What this task involves: Write out each line exactly as it stands, please.

Working data:

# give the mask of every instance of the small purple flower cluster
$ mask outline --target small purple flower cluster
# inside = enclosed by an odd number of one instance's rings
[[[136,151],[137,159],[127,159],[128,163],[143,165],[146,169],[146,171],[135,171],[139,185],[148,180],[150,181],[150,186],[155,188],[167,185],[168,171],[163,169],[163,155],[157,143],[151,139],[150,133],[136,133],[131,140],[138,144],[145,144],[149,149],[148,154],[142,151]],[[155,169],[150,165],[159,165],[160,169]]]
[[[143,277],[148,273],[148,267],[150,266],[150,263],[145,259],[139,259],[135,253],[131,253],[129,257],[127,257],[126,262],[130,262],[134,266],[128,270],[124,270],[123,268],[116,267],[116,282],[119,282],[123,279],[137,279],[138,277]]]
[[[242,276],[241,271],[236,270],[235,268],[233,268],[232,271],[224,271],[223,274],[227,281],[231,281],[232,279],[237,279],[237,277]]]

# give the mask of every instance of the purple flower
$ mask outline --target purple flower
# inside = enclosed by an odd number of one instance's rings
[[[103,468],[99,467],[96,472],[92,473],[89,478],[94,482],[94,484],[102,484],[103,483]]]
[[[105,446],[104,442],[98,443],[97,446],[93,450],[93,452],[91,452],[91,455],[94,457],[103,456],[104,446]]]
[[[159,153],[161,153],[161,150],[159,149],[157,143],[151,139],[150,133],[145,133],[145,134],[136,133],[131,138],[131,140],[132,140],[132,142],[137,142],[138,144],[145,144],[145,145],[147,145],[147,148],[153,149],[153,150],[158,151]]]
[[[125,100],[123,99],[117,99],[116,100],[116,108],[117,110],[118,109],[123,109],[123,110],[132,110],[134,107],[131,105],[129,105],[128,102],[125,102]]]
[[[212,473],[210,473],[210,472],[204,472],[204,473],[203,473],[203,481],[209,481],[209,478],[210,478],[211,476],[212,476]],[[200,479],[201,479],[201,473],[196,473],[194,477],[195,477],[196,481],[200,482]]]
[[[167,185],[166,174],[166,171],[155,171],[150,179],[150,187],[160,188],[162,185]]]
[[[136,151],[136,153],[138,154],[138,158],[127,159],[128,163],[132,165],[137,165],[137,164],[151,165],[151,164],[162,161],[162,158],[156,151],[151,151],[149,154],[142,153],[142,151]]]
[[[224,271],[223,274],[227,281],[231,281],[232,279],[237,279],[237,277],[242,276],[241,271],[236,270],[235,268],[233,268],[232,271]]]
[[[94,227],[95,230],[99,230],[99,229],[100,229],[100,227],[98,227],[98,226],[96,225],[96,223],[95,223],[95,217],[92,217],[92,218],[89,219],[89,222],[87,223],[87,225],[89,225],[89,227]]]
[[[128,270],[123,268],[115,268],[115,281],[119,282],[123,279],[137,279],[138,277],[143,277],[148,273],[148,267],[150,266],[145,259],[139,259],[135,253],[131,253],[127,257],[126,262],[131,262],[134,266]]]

Exercise output:
# give the mask of every instance of the small purple flower cluster
$ mask outline --target small purple flower cluster
# inside = enclosed by an odd number of one instance's rings
[[[136,151],[137,159],[127,159],[128,163],[143,165],[146,169],[146,171],[135,171],[139,185],[148,180],[150,181],[150,186],[155,188],[167,185],[168,171],[163,169],[163,155],[157,143],[151,139],[150,133],[136,133],[131,140],[138,144],[145,144],[149,149],[148,154],[142,151]],[[155,169],[150,165],[159,165],[160,169]]]
[[[143,277],[148,273],[148,267],[150,266],[150,263],[145,259],[139,259],[135,253],[131,253],[129,257],[127,257],[126,262],[130,262],[134,266],[128,270],[124,270],[123,268],[116,267],[116,282],[119,282],[123,279],[137,279],[138,277]]]
[[[242,276],[241,271],[236,270],[235,268],[233,268],[232,271],[224,271],[223,274],[227,281],[231,281],[232,279],[237,279],[237,277]]]

# give the mask of every instance of the purple flower
$ mask outline --target purple flower
# inside = enclosed by an odd number of one instance's rings
[[[103,468],[99,467],[96,472],[92,473],[89,478],[94,482],[94,484],[102,484],[103,483]]]
[[[105,446],[104,442],[98,443],[97,446],[93,450],[93,452],[91,452],[91,455],[94,457],[103,456],[104,446]]]
[[[159,153],[161,153],[161,150],[159,149],[157,143],[151,139],[150,133],[145,133],[145,134],[136,133],[131,138],[131,140],[132,140],[132,142],[137,142],[138,144],[145,144],[145,145],[147,145],[147,148],[153,149],[153,150],[158,151]]]
[[[125,100],[123,99],[117,99],[116,100],[116,108],[117,110],[118,109],[123,109],[123,110],[132,110],[134,107],[131,105],[129,105],[128,102],[125,102]]]
[[[212,473],[210,473],[210,472],[204,472],[204,473],[203,473],[203,481],[209,481],[209,478],[210,478],[211,476],[212,476]],[[200,479],[201,479],[201,473],[196,473],[194,477],[195,477],[196,481],[200,482]]]
[[[167,185],[166,174],[166,171],[155,171],[150,179],[150,187],[160,188],[162,185]]]
[[[136,151],[136,153],[138,154],[138,158],[127,159],[128,163],[132,165],[137,165],[137,164],[151,165],[151,164],[162,161],[162,158],[156,151],[151,151],[149,154],[142,153],[142,151]]]
[[[224,271],[223,274],[227,281],[231,281],[232,279],[237,279],[237,277],[242,276],[241,271],[236,270],[235,268],[233,268],[232,271]]]
[[[94,227],[95,230],[99,230],[99,229],[100,229],[100,227],[98,227],[98,226],[96,225],[96,223],[95,223],[95,217],[92,217],[92,218],[89,219],[89,222],[87,223],[87,225],[89,225],[89,227]]]
[[[128,270],[123,268],[115,268],[115,281],[119,282],[123,279],[137,279],[138,277],[143,277],[148,273],[148,267],[150,266],[145,259],[139,259],[135,253],[131,253],[127,257],[126,262],[131,262],[134,266]]]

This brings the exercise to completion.